Goal of the exercise:
Turn the listing below into a JSON array of strings with one string per line, skipping any blank lines.

Provided records:
┄┄┄┄┄┄┄┄┄┄

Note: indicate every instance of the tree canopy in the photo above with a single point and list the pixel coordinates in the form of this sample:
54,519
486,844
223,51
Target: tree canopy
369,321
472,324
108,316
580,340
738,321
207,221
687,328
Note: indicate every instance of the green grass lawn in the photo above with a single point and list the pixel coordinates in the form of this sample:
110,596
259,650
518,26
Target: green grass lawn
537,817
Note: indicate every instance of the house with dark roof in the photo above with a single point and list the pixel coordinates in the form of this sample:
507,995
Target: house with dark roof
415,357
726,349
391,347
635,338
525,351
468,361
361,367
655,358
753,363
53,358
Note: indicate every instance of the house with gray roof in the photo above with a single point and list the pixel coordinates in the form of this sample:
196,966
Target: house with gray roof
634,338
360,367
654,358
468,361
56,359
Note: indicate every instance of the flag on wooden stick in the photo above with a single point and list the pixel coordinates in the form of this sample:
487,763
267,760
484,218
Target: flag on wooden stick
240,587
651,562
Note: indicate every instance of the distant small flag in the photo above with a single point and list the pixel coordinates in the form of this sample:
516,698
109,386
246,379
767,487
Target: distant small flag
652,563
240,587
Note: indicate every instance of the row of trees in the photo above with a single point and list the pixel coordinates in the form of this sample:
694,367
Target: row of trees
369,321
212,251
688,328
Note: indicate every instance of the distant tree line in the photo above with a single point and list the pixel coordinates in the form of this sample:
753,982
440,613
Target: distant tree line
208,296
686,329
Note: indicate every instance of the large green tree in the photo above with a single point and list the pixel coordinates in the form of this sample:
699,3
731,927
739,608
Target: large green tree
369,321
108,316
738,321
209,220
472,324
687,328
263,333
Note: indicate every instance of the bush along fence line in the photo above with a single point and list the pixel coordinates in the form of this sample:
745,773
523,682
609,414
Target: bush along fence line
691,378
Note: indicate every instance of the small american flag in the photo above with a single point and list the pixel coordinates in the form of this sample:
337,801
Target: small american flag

┄┄┄┄┄┄┄┄┄┄

Completed exercise:
[
  "Note: indicate every instance of the tree canopy in the photo above with a single point and list the pixel coordinates in the form of this sample:",
  "54,519",
  "486,844",
  "223,51",
  "Target: tree canopy",
  "369,321",
  "472,324",
  "108,316",
  "580,340",
  "738,321",
  "207,221",
  "687,328",
  "Note: indicate every instance of the green grass lawn in the photo above with a single point and list the pixel coordinates in the form of this sample:",
  "110,596",
  "259,650",
  "518,26",
  "Target: green grass lawn",
  "537,817",
  "Note: indicate every instance of the house with dark roof in the photo above with a single point and list the pixel coordinates in the form of this sample:",
  "507,995",
  "Target: house with dark roof",
  "415,357",
  "726,349",
  "391,347",
  "635,338",
  "525,351",
  "468,361",
  "361,367",
  "655,358",
  "753,363",
  "53,358",
  "Note: indicate every instance of the house with gray roof in the photo above with a single point and list the pixel coordinates in the form of this sample:",
  "196,966",
  "Target: house with gray roof",
  "634,338",
  "360,367",
  "654,358",
  "468,361",
  "56,359",
  "Note: indicate every instance of the flag on wooden stick in the photo above with a single point and list the pixel coordinates in the form of this sample:",
  "487,763",
  "267,760",
  "484,218",
  "Target: flag on wooden stick",
  "240,587",
  "651,562",
  "Note: indicate every instance of the distant small flag in the photo above with a single point and list the pixel coordinates in the form of this sample:",
  "516,698",
  "109,386",
  "246,379",
  "767,487",
  "Target: distant small flag",
  "652,563",
  "240,587",
  "Note: indicate every instance of the row of trees in the photo above with a single point and list the pixel coordinates in the form of this sample:",
  "694,367",
  "Target: row of trees",
  "369,321",
  "212,251",
  "688,328",
  "Note: indicate every instance of the distant tree line in the photo above with a single point and list the pixel coordinates in the form of this sample:",
  "753,982",
  "440,613",
  "Target: distant tree line",
  "208,296",
  "686,329",
  "Note: indicate every instance of the large green tree in the photo above with a single point and list the pixel coordinates in the form of this sample:",
  "699,3",
  "731,927",
  "739,608",
  "Target: large green tree",
  "369,321",
  "108,316",
  "738,321",
  "209,220",
  "472,324",
  "687,328",
  "263,333",
  "Note: indicate every instance of the bush along fence line in the photo above with a single point and list the pixel coordinates in the form of this sample:",
  "745,773",
  "523,682",
  "609,414",
  "Target: bush along fence line",
  "691,378",
  "Note: indicate every instance of the small american flag in the photo above with a single point and list the pixel coordinates in the form of this sample:",
  "337,801",
  "Target: small american flag"
]